** O QUE SE PEDE **
Por favor, responda com base no texto sobre o mercado livre de energia:
1. Segundo o boletim da Abraceel, que percentual de toda a energia consumida no Brasil corresponde a esse mercado?
2. Qual é a demanda contratada mínima para que um consumidor contrate energia de qualquer fonte de geração?
3. Em que posição o Brasil aparece no ranking de liberdade de energia elétrica citado por Reginaldo Medeiros?

** TEXTO APRESENTADO **
------------------------------------------------

Mercado livre de energia está maduro para ser ampliado, dizem especialistas

Contratações fora do ambiente regulado já correspondem a 32% de todo o consumo no Brasil

16 de abril de 2021Infraestrutura

O Boletim Abraceel de Energia Livre divulgado no mês passado mostra que este mercado já corresponde a 32% de toda a energia consumida no Brasil. O volume impressiona, uma vez que a maioria dos consumidores ainda participa obrigatoriamente do ambiente de contratação regulada (ACR), como os empreendimentos residenciais, comerciais e as pequenas indústrias.

Atualmente, para ser um consumidor livre, isto é, poder contratar energia proveniente de qualquer fonte de geração, o consumidor precisa ter, no mínimo, 1.500 kW de demanda contratada. Também podem participar do mercado livre aqueles que consomem pelo menos 500 kW, desde que a energia seja gerada por fontes incentivadas - usinas solares e eólicas.

O presidente da Abraceel (Associação Brasileira dos Comercializadores de Energia), Reginaldo Medeiros, explica que durante muito tempo a grande questão dos tomadores de decisão do setor de energia era a viabilidade ou não da abertura do mercado, dúvida que foi superada após um longo trabalho de conscientização liderado pela entidade. 

“A grande questão agora é: quando o mercado será aberto? A liberdade de escolha do fornecedor de energia para todos os consumidores já é uma realidade em vários países do mundo, conforme aponta o ranking de liberdade de energia elétrica, que mostra o Brasil na 55ª posição entre 56 países sobre o tema”, diz Medeiros.

Em todo o mundo, 36 países possuem mercado livre de energia para todos os consumidores. Elaboração: Abraceel

Segundo Adilson de Oliveira, diretor da Accenture, a contratação livre de energia é o melhor sinalizador a fim de identificar para onde o mercado tende a crescer. Além disso, o modelo traz benefícios tanto para os produtores quanto para os consumidores, conforme explica o especialista.

“Para os geradores de energia, fica mais fácil financiar novos projetos de expansão. No ACR, para criar uma nova usina, é preciso disputar o leilão do mercado regulado, no qual alguns projetos ganham e outros, não. Com o mercado livre, existe uma nova avenida para viabilização de projetos, pois a geradora negocia com grandes consumidores contratos de fornecimento de energia de longo prazo (power purchase agreements)”.

------------------------------------------------

** LISTAGEM **

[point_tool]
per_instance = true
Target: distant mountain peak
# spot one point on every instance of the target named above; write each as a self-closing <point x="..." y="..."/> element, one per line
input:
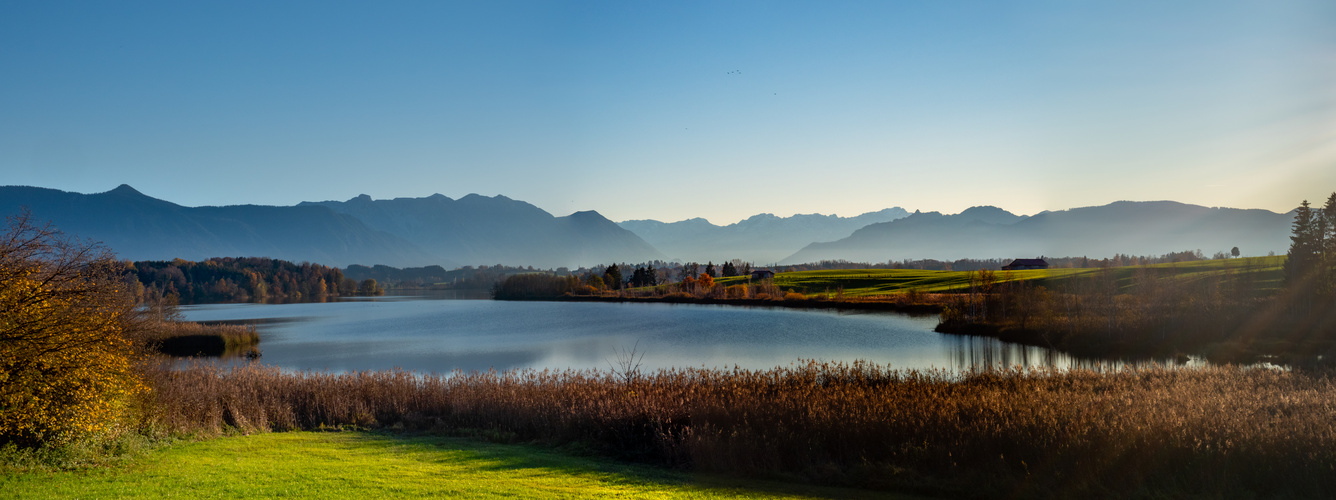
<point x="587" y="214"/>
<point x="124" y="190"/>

------------------------------------------------

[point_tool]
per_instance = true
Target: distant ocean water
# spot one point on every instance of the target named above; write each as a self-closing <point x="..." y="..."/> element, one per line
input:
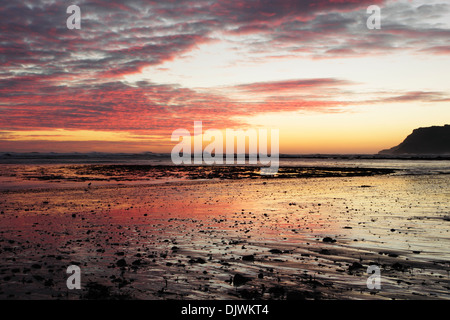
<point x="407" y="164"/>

------------------------------------------------

** RESPOSTA AO EXERCÍCIO **
1. 32%.
2. 1.500 kW.
3. Na 55ª posição entre 56 países.